→ Try it
Filter the records for lines holding the string "tower".

→ Given data
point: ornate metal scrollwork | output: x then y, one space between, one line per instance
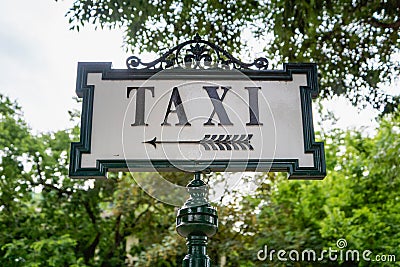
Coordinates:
196 54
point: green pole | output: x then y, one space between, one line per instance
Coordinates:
197 220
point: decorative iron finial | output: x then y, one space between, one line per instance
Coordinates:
197 37
196 54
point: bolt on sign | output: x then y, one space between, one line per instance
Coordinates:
197 109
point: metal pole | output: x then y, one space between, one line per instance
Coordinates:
197 220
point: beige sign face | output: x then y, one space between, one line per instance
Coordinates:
197 121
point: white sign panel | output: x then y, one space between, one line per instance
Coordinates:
197 120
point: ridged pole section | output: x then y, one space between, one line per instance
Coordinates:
197 221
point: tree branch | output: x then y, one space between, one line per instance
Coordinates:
376 23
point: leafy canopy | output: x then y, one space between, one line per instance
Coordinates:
355 43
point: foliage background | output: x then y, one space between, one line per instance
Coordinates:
47 219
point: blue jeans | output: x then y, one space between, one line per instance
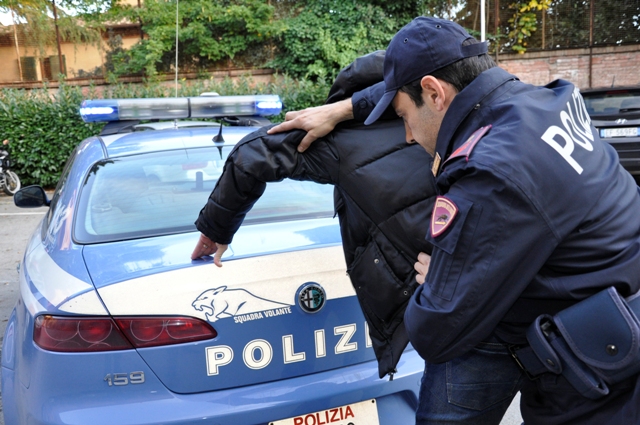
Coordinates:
476 388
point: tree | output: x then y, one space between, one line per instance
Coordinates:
209 33
325 35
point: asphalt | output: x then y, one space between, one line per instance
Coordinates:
16 227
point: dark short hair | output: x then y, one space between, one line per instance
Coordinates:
459 74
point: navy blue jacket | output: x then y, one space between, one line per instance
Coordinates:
546 216
383 198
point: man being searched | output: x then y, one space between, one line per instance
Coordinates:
535 268
351 158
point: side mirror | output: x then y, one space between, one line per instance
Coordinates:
31 197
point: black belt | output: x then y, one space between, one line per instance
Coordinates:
593 344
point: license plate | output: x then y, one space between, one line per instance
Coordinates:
619 132
362 413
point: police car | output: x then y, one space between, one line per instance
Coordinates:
115 324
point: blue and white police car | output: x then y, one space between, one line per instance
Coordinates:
116 325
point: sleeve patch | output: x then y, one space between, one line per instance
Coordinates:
444 211
467 147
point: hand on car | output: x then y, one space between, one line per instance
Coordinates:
206 246
317 121
422 267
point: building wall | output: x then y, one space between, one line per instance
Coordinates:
77 58
598 67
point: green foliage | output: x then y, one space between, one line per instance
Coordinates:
524 21
329 34
43 128
209 32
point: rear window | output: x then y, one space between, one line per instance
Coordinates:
163 193
612 102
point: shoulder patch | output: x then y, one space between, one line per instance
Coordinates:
444 211
467 147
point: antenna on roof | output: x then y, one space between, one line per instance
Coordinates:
177 28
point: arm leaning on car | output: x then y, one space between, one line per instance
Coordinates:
206 246
317 121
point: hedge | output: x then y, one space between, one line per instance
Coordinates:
43 127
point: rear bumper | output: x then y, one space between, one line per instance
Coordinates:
251 405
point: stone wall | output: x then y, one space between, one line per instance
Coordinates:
586 68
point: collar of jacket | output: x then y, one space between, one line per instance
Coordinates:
466 102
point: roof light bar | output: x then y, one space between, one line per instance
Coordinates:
103 110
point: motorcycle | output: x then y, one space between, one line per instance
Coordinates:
9 181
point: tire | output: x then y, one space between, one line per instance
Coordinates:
11 183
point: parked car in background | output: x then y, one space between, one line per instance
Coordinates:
115 324
615 112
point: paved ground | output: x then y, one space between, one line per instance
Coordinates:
16 226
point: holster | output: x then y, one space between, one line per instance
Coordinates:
592 344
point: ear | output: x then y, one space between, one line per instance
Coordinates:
435 92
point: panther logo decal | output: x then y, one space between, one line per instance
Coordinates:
221 303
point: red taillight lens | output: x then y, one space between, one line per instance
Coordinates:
78 334
155 331
89 334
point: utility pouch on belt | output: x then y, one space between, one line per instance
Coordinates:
592 344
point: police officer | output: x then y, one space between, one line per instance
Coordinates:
535 217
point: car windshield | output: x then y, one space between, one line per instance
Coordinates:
612 102
163 192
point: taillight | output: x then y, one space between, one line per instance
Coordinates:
78 334
89 334
154 331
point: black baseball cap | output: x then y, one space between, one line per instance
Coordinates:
418 49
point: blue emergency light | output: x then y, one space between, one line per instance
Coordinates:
103 110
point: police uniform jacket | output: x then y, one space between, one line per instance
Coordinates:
534 213
383 196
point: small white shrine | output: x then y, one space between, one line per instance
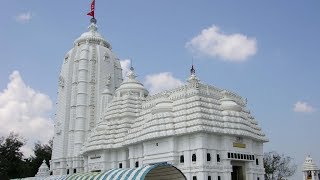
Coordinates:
310 170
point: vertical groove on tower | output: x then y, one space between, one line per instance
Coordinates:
81 98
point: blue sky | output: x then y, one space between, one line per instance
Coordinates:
281 71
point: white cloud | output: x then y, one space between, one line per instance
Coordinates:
25 111
303 107
229 47
24 17
125 65
160 82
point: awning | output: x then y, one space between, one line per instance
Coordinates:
149 172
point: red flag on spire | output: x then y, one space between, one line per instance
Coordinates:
91 13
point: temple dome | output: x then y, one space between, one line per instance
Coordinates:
309 165
131 85
228 104
92 36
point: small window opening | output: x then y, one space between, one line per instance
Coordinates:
194 157
218 157
181 159
208 157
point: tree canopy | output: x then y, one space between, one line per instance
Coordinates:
278 166
12 164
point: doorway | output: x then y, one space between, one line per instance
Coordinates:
237 173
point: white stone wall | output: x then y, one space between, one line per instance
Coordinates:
88 69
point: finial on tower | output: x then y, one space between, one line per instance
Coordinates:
91 13
192 70
93 20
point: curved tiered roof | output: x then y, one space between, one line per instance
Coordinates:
148 172
193 107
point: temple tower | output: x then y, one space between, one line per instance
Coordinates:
310 170
89 75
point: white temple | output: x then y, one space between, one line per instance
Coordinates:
310 170
103 122
43 171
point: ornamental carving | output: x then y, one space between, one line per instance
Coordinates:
61 81
108 79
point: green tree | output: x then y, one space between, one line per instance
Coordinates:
278 166
41 152
11 162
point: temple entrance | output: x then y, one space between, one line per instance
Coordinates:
238 170
237 173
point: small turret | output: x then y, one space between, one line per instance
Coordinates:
43 170
310 170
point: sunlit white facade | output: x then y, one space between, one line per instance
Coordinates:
104 122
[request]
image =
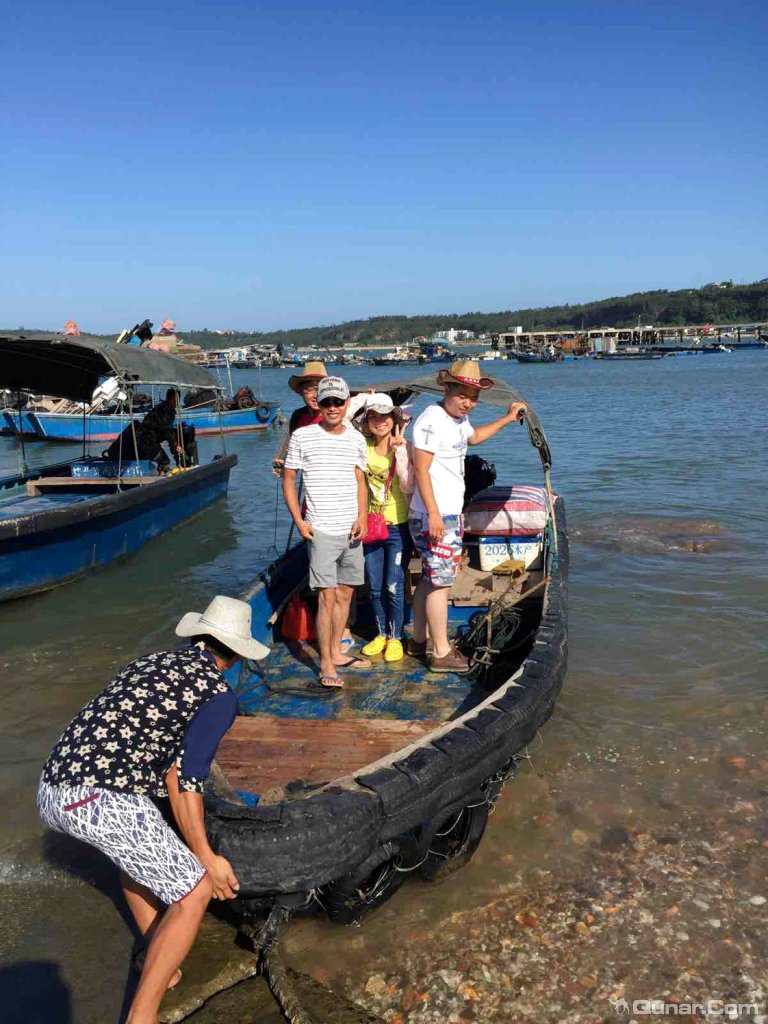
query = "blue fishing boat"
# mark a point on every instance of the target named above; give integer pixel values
(545, 355)
(335, 798)
(66, 519)
(75, 427)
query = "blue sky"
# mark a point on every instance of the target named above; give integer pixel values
(261, 166)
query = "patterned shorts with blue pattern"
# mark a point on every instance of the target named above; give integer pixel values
(130, 829)
(439, 561)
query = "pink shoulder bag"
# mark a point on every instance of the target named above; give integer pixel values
(377, 524)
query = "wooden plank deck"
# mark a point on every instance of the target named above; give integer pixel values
(262, 754)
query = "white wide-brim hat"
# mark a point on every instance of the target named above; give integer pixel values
(227, 620)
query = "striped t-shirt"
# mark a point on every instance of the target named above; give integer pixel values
(328, 463)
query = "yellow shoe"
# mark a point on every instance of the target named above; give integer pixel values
(393, 651)
(376, 646)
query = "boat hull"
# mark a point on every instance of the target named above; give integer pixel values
(296, 846)
(43, 549)
(72, 427)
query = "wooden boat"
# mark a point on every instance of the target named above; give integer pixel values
(66, 519)
(543, 356)
(76, 427)
(339, 796)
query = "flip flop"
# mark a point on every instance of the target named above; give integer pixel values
(354, 663)
(331, 682)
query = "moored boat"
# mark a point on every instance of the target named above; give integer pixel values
(340, 796)
(107, 426)
(66, 519)
(544, 355)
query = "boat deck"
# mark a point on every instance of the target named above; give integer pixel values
(401, 690)
(278, 758)
(24, 504)
(292, 735)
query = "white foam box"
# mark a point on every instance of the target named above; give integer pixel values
(495, 550)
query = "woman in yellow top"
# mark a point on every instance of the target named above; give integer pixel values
(389, 477)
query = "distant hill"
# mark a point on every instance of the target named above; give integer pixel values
(716, 303)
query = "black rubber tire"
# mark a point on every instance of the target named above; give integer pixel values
(455, 841)
(352, 897)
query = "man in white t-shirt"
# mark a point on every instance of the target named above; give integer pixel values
(332, 457)
(440, 437)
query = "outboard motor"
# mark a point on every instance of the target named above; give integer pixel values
(189, 457)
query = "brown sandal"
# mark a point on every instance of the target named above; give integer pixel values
(453, 662)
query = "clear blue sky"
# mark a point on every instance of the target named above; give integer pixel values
(251, 165)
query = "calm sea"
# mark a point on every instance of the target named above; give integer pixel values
(663, 466)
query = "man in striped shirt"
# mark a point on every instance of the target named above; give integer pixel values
(332, 457)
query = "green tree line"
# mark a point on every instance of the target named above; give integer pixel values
(716, 303)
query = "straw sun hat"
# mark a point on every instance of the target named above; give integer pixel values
(313, 371)
(227, 620)
(465, 372)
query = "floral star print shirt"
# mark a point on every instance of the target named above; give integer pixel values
(172, 706)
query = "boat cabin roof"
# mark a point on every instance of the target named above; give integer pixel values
(73, 368)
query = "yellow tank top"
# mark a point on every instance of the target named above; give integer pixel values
(396, 508)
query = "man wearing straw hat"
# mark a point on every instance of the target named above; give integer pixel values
(154, 732)
(440, 437)
(304, 384)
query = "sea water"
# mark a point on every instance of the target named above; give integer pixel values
(664, 470)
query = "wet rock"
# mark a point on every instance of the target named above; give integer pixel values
(376, 985)
(214, 965)
(614, 839)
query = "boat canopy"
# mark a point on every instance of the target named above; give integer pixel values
(500, 394)
(73, 368)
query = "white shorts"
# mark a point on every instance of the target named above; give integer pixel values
(130, 829)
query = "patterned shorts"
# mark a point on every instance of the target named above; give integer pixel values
(439, 561)
(130, 829)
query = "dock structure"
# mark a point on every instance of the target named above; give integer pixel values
(611, 339)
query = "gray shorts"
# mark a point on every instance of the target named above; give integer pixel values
(130, 829)
(335, 559)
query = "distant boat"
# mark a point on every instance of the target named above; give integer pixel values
(105, 427)
(398, 356)
(66, 519)
(539, 356)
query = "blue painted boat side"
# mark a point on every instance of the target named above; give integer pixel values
(69, 426)
(64, 539)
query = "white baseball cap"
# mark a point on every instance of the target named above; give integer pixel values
(332, 387)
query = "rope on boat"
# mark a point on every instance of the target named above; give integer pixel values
(264, 943)
(493, 635)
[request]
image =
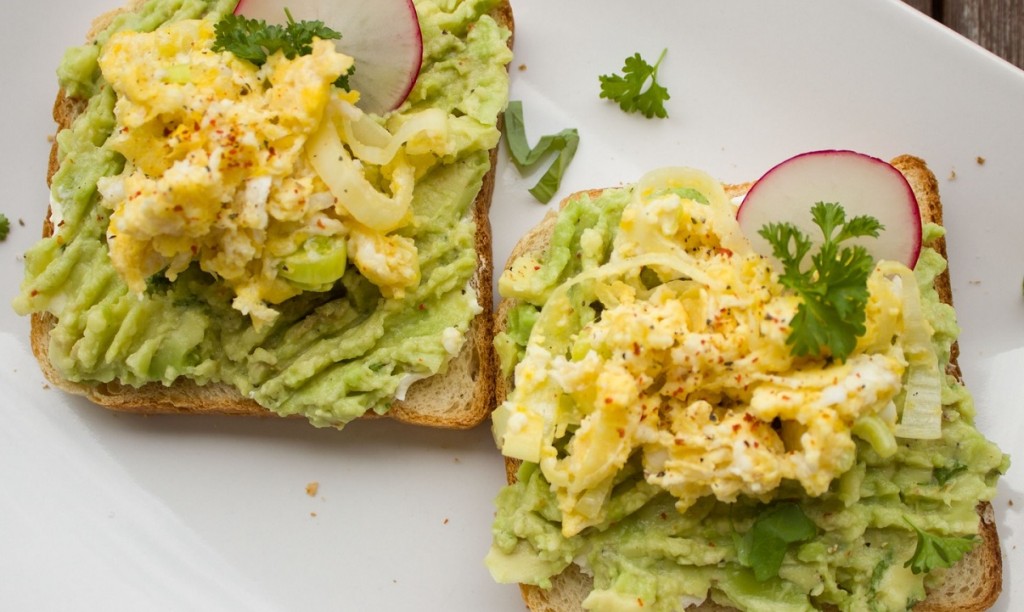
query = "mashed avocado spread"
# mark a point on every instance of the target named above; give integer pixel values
(357, 338)
(587, 495)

→ Written reply
point: vertical groove on tower | output: x then y, one space between, one line per instance
point: finial on tower | output: x then y, one space between, one line per instance
point: temple tower | output: x then y, one space between, one line per instance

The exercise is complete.